I read
1984 and
Brave New World senior year of high school, along with some other wonderful books like Catch-22. 1984 was great but Brave New World by Aldous Huxley was actually the one that really stuck with me. I guess I was familiar enough with dystopian settings at that point that Brave New World's captivated me more, because it was paradise, but everything was
wrong. Looking back, this part doesn't have the emotional resonance it once did, but when I read it for the first time I was so enraptured with the philosophy.
Quote:
"But I like the inconveniences."
"We don't," said the Controller. "We prefer to do things comfortably."
"But I don't want comfort. I want God, I want poetry, I want real danger, I want freedom, I want goodness. I want sin."
"In fact," said Mustapha Mond, "you're claiming the right to be unhappy."

> [ACTIVITY LIST]
(a) In the quoted exchange from the post about reading Brave New World, list each thing the first speaker says they want.
(b) Continue the post about reading Brave New World, picking up after its last line.

Collected data entries:
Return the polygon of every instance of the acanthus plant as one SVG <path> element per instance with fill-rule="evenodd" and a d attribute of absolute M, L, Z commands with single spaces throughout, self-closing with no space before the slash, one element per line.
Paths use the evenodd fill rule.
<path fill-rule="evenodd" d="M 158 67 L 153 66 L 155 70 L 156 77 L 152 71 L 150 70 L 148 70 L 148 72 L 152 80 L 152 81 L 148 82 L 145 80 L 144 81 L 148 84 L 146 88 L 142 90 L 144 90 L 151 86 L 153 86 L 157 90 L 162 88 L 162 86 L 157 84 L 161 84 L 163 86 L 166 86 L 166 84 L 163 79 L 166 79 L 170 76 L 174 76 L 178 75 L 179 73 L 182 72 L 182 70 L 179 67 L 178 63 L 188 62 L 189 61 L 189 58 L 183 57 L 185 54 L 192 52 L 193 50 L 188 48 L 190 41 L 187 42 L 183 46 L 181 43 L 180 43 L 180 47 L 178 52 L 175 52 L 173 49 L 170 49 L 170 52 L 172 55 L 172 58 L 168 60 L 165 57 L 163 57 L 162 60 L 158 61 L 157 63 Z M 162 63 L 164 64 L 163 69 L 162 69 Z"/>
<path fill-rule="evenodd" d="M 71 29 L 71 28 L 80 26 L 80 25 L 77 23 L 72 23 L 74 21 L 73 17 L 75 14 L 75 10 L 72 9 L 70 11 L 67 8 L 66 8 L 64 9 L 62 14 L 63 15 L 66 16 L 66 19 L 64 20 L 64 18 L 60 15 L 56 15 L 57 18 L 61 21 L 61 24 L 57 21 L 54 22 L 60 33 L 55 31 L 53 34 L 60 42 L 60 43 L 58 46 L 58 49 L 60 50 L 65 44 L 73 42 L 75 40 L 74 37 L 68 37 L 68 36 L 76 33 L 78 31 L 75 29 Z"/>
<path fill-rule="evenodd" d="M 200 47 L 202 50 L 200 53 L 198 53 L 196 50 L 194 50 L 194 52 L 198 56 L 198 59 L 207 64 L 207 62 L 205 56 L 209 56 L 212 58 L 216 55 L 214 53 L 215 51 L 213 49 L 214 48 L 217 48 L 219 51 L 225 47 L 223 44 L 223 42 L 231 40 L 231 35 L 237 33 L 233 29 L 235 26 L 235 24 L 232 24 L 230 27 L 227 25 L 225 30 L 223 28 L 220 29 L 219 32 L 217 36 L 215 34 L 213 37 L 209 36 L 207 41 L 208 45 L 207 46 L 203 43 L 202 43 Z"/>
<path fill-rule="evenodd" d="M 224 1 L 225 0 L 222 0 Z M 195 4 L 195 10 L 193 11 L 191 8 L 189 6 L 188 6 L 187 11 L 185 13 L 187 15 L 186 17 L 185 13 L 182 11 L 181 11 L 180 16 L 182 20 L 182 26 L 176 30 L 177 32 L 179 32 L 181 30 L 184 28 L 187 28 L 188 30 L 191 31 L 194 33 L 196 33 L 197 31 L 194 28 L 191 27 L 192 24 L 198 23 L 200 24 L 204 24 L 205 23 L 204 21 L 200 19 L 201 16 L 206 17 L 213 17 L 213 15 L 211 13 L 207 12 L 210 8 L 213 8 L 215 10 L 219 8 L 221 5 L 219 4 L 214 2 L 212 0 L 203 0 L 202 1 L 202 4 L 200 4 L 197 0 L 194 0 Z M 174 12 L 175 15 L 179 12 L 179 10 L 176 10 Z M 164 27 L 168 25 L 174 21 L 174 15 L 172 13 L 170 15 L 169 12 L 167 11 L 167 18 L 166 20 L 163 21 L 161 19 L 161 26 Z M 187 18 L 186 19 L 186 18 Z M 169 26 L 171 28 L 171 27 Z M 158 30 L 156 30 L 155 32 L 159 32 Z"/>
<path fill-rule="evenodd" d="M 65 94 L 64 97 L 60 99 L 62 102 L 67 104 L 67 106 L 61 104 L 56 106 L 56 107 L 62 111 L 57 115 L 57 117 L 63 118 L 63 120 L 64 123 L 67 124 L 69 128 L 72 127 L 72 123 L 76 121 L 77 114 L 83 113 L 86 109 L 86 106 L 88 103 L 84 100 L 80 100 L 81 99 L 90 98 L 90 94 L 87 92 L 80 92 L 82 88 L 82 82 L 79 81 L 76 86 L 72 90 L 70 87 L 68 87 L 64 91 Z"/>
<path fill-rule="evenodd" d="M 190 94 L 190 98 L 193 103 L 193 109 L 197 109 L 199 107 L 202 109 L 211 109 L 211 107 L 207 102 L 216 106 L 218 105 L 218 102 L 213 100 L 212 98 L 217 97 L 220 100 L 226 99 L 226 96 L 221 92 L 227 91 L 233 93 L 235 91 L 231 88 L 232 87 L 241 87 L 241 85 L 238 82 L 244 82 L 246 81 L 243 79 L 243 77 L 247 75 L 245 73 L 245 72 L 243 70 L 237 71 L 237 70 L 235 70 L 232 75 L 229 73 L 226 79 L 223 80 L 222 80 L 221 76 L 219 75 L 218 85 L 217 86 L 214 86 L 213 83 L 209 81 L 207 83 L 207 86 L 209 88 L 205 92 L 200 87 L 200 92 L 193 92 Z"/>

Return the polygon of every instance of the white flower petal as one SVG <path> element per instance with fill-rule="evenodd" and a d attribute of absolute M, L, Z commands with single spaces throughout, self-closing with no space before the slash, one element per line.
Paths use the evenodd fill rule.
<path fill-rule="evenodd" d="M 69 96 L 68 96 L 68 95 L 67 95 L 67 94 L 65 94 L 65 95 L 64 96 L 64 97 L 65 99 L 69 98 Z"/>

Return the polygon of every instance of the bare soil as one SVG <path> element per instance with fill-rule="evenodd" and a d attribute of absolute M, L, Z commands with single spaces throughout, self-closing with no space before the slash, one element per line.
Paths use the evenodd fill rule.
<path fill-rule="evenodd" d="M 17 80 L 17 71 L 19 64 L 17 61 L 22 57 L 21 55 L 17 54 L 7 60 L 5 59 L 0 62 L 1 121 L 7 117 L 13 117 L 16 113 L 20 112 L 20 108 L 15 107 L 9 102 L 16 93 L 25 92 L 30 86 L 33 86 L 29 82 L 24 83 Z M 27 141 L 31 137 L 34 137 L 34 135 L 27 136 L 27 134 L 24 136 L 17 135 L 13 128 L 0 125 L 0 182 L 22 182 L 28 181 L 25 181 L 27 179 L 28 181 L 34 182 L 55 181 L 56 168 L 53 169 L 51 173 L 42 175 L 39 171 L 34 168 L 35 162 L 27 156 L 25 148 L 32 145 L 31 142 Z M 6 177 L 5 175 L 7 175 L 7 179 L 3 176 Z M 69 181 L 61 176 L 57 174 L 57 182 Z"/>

> [ANSWERS FOR EACH ITEM]
(a) God, poetry, real danger, freedom, goodness, sin

(b)
"All right then," said the Savage defiantly, "I'm claiming the right to be unhappy."
"Not to mention the right to grow old and ugly and impotent; the right to have syphilis and cancer; the right to have too little to eat; the right to be lousy; the right to live in constant apprehension of what may happen to-morrow; the right to catch typhoid; the right to be tortured by unspeakable pains of every kind." There was a long silence.
"I claim them all," said the Savage at last.
Mustapha Mond shrugged his shoulders. "You're welcome," he said.